▶ STORED RECORDS:
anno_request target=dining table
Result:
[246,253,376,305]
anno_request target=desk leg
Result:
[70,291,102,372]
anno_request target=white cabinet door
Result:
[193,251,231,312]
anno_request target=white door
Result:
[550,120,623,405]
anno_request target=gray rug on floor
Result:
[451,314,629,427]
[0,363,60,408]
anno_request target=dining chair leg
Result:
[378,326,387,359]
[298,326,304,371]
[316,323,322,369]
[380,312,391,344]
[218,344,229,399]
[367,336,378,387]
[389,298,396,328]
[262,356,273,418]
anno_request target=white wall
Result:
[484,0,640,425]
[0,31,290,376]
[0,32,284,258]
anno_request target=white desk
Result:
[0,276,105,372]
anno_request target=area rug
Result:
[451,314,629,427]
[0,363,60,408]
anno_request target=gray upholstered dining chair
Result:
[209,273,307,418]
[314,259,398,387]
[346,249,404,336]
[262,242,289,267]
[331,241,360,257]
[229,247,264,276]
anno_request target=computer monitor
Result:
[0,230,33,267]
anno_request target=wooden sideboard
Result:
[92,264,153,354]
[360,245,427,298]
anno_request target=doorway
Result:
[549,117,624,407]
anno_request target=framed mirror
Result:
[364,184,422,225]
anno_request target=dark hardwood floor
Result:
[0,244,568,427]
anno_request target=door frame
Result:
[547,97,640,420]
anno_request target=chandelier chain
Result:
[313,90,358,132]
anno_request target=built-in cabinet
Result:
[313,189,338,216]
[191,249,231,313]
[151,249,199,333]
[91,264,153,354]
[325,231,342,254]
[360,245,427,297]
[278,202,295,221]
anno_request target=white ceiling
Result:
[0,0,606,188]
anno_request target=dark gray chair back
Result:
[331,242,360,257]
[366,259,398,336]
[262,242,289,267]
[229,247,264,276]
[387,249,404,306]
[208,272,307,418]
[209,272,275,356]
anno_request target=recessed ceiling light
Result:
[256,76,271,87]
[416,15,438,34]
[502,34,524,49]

▶ WORK TO DO: Copy all the items above line for line, with no changes.

▶ WRITTEN SOLUTION:
anno_request target=dining table
Result:
[246,253,376,305]
anno_request target=desk leg
Result:
[70,291,102,372]
anno_request target=white cabinet door
Result:
[193,251,231,312]
anno_request target=white door
Result:
[550,120,623,405]
anno_request target=gray rug on floor
Result:
[451,314,629,427]
[0,363,60,408]
anno_request target=dining chair leg
Result:
[378,326,387,359]
[298,326,304,371]
[316,323,322,369]
[380,312,391,344]
[218,344,229,399]
[367,336,378,387]
[389,298,396,328]
[262,356,273,418]
anno_request target=white wall
Result:
[484,0,640,425]
[0,31,290,376]
[0,32,284,258]
anno_request target=white desk
Result:
[0,276,105,372]
anno_request target=area rug
Result:
[451,314,629,427]
[0,363,60,408]
anno_request target=gray upholstered dining chair
Result:
[209,273,307,418]
[314,259,398,387]
[346,249,404,336]
[262,242,289,267]
[331,241,360,257]
[229,247,264,276]
anno_request target=computer monitor
Result:
[0,230,33,267]
anno_request target=wooden sideboard
Result:
[92,264,153,354]
[360,245,427,298]
anno_request target=doorway
Result:
[549,117,624,407]
anno_request target=framed mirror
Result:
[364,184,422,225]
anno_request target=dark hardwood floor
Result:
[0,244,568,427]
anno_request target=door frame
Result:
[547,97,640,420]
anno_request target=chandelier chain
Result:
[313,90,358,132]
anno_request target=built-in cabinet
Result:
[313,189,338,216]
[191,249,231,313]
[151,249,199,333]
[91,264,153,354]
[325,231,342,254]
[360,245,427,297]
[278,202,295,221]
anno_request target=white ceiling
Result:
[0,0,606,188]
anno_request target=dark gray chair back
Result:
[331,242,360,257]
[366,259,398,336]
[262,242,289,267]
[229,247,264,276]
[387,249,404,306]
[208,272,307,418]
[209,272,275,356]
anno_request target=recessed ceiling light
Result:
[256,76,271,87]
[416,15,438,34]
[502,34,524,49]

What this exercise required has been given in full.